- Text provided -
━━━━━━━━━━━━━━━━
I think it's just something here in the US, but during October you see people with all kinds of pink shit, especially pink ribbons. Pink = cancer awareness.

So it's a whole movement and the pink belt makes sense in context.
 
Got my 1st degree black belt in an ATA school and my red collar, instructor trainee certification. My instructor eventually left the org and started a new one with some other masters. I eventually got to become a full instructor and 4th dan in TKD. I havent trained TKD in many years and am now a brown belt in bjj and train in an mma class. I learned many valuable things at my school as my instructor always emphasized full contact sparring(though no punches to face) and I learned good boxing technique as he trained boxing when he was younger. It was more point sparring tournaments, but classroom was continuous sparring. Think Wonderboy type lead leg techniques although we trained some WTF style kicking techniques too. My instructor kinda blended the point style, WTF, and traditional ITF style into one style as he learned from a traditional korean master. Im familiar with all of those different types of TKD.
I think TKD is as good as the insructor that teaches it and yes, the ATA is a mcdojo type org. But even now I can still fuck with dudes in my mma class who only have a muay thai background. Not all, but most. Took forever to get used to getting kicked in legs. I blend it into my kickboxing sparring at times. Go from traditional muay thai, to orthodox, to southpaw to side stance like wonderboy. Throws people off their game. I am not the best at muay thai, but am improving. I learned many good things from my time training TKD, but like I said, it depends on the org and the instructor.
 
I'm sorry but this is painful to watch... I feel like these guys are training to become baddies in direct-to-video kung fu flicks. TV-inspired martial artists. And that pink belt that I joked about in a previous post... apparently they have that too. o_O (timestamped)
━━━━━━━━━━━━━━━━
- Study material -
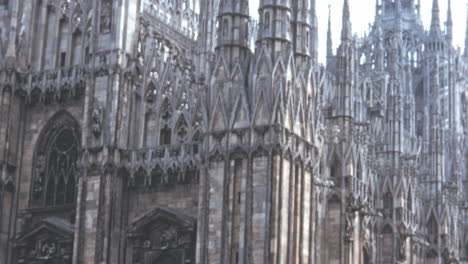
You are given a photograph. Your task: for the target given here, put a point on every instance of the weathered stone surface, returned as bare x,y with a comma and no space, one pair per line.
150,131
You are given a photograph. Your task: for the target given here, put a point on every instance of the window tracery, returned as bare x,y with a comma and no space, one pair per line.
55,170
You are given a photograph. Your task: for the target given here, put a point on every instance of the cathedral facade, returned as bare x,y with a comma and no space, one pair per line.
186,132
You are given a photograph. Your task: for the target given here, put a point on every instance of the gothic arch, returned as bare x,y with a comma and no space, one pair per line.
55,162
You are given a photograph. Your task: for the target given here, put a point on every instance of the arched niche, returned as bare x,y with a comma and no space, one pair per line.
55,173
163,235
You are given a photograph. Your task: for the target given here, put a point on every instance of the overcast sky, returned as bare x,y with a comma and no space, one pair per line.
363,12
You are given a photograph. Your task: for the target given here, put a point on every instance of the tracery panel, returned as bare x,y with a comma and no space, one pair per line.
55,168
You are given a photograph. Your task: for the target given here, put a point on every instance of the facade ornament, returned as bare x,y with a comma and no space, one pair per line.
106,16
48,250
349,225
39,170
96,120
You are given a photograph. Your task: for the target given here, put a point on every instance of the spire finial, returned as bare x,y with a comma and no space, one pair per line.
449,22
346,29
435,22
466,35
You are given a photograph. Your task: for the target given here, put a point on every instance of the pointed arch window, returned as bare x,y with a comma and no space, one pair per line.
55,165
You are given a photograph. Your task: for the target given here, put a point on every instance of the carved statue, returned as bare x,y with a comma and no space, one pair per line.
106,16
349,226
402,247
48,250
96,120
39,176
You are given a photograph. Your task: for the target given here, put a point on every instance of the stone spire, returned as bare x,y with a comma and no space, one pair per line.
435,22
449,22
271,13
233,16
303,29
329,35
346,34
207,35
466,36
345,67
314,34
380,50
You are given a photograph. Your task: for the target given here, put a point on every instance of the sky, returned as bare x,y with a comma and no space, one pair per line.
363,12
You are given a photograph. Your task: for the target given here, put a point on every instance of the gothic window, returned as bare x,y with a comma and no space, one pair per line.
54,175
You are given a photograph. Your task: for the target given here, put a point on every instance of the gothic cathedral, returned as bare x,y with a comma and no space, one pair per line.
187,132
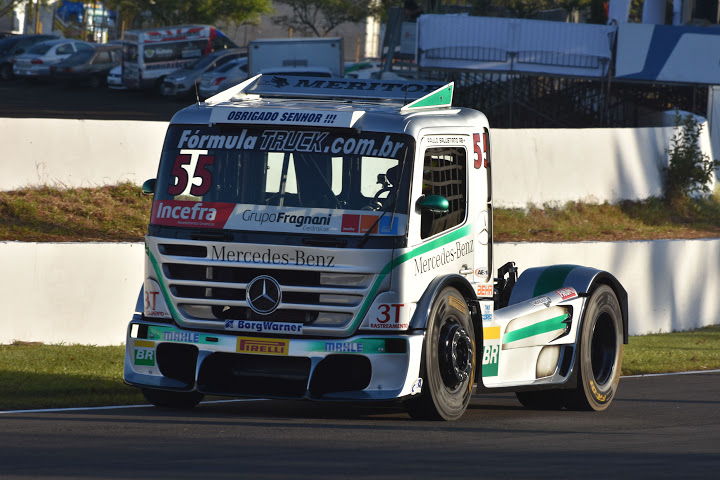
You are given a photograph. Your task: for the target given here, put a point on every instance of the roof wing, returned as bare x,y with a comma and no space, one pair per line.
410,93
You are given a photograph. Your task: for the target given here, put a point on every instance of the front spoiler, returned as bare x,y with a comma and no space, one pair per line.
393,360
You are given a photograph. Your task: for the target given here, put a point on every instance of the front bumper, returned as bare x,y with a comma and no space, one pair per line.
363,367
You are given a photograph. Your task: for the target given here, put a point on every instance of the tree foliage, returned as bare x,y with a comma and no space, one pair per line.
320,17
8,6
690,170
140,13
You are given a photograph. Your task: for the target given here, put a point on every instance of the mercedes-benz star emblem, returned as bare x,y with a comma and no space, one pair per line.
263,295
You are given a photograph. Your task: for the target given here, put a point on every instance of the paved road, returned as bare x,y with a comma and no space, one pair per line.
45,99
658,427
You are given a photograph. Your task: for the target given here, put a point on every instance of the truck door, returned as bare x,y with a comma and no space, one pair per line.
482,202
━━━━━━━━━━━━━━━━
- Problem set -
**1)** Return the section of the taekwondo post starting at "I think TKD" and ending at "and the instructor.".
**2)** According to the taekwondo post, what belt does the writer now hold in bjj?
Rely only on the taekwondo post, not on the items.

- Solutions by task -
**1)**
I think TKD is as good as the insructor that teaches it and yes, the ATA is a mcdojo type org. But even now I can still fuck with dudes in my mma class who only have a muay thai background. Not all, but most. Took forever to get used to getting kicked in legs. I blend it into my kickboxing sparring at times. Go from traditional muay thai, to orthodox, to southpaw to side stance like wonderboy. Throws people off their game. I am not the best at muay thai, but am improving. I learned many good things from my time training TKD, but like I said, it depends on the org and the instructor.

**2)** A brown belt.